• SHORT TASK
Show every line in the items below that contains the word "from", treating uppercase and lowercase as different.
===============
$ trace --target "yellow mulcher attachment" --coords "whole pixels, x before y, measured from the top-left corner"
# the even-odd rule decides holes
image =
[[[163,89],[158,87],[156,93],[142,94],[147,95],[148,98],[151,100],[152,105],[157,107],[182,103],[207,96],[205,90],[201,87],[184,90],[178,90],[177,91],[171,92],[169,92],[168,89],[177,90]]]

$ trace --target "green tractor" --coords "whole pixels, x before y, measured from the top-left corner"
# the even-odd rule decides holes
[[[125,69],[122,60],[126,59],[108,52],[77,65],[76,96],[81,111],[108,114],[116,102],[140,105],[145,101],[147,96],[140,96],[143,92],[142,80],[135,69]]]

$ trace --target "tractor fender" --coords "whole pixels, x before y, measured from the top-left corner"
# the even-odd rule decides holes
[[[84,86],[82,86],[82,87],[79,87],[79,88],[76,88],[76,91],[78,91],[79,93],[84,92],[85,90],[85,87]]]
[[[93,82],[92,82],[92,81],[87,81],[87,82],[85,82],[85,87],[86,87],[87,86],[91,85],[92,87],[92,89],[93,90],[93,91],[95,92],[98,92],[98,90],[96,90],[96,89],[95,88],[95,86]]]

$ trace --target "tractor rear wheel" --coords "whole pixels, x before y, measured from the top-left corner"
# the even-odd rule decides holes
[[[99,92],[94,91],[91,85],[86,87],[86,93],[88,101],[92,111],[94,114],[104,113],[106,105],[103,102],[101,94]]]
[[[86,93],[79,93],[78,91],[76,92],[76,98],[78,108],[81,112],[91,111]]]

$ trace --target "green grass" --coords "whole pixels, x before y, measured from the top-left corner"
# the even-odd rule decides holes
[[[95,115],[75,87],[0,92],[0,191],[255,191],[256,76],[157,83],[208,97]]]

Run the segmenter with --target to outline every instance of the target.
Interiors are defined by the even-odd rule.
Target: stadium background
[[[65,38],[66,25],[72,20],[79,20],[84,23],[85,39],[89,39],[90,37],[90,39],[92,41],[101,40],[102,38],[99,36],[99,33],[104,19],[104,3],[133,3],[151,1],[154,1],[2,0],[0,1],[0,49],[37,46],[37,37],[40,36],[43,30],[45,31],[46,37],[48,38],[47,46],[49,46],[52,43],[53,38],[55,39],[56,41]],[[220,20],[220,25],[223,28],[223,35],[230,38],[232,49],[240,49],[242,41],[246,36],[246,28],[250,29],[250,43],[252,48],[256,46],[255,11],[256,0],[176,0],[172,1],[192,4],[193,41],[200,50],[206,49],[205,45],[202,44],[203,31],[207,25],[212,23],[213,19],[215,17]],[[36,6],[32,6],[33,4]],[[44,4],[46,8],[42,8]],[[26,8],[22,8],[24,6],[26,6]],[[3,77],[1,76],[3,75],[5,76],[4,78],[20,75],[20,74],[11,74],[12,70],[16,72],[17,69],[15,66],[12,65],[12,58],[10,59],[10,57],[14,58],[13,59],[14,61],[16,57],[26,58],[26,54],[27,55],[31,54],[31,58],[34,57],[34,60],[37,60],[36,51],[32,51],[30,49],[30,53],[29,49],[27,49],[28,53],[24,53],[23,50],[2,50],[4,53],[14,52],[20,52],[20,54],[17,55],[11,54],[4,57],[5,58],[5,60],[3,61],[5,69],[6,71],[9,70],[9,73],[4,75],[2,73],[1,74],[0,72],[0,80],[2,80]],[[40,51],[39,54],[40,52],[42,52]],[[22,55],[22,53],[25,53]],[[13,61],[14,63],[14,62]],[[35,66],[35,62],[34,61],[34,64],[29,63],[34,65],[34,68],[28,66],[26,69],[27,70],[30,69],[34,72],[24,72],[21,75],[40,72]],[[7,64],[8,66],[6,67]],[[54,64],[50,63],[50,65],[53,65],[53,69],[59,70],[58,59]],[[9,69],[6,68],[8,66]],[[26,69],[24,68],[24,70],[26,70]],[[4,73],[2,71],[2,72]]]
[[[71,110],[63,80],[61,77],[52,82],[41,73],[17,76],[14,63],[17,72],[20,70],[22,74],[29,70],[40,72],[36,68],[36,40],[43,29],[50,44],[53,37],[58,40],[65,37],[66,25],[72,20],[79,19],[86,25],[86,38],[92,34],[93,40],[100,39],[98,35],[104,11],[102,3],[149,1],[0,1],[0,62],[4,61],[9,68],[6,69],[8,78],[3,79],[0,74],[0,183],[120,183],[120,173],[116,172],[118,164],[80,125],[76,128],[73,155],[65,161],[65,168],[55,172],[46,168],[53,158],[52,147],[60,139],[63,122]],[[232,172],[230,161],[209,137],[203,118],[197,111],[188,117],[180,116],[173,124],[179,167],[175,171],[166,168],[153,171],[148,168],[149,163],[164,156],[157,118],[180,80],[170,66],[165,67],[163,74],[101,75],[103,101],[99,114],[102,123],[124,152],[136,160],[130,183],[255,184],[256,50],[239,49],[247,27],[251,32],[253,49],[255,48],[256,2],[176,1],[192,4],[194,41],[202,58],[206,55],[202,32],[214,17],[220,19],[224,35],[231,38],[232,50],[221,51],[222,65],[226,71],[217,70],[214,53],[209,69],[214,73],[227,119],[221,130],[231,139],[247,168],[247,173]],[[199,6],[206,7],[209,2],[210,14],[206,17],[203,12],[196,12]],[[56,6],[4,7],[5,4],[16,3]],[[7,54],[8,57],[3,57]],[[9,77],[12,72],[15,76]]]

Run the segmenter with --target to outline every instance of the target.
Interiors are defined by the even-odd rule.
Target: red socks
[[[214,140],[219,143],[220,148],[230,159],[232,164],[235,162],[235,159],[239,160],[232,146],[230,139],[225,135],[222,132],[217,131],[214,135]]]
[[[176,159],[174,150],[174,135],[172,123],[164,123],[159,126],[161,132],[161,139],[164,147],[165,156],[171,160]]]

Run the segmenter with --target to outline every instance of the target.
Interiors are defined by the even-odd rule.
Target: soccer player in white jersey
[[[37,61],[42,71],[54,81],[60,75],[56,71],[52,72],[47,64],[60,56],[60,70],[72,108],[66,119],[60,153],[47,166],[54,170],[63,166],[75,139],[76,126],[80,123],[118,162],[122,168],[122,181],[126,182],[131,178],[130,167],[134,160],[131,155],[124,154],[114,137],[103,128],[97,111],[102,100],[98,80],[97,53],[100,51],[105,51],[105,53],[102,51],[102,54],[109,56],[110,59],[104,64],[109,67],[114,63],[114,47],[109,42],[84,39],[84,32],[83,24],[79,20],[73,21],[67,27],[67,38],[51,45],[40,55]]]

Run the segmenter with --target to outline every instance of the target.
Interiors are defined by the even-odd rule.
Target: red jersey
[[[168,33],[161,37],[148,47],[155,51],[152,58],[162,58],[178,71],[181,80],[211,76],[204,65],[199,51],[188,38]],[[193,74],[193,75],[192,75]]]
===============
• THE ANSWER
$ trace --target "yellow mulcher attachment" --coords "whole pixels, x before y, measured from the top-left corner"
$ trace --target "green tractor" --coords "whole pixels, x before y, measured from the top-left corner"
$ trace --target "tractor fender" --coords "whole pixels, x before y, measured from the top-left corner"
$ trace --target "tractor rear wheel" --coords "whole pixels, x before y, measured from the top-left corner"
$ trace --target "green grass" --coords "whole pixels, x before y, measured from the top-left corner"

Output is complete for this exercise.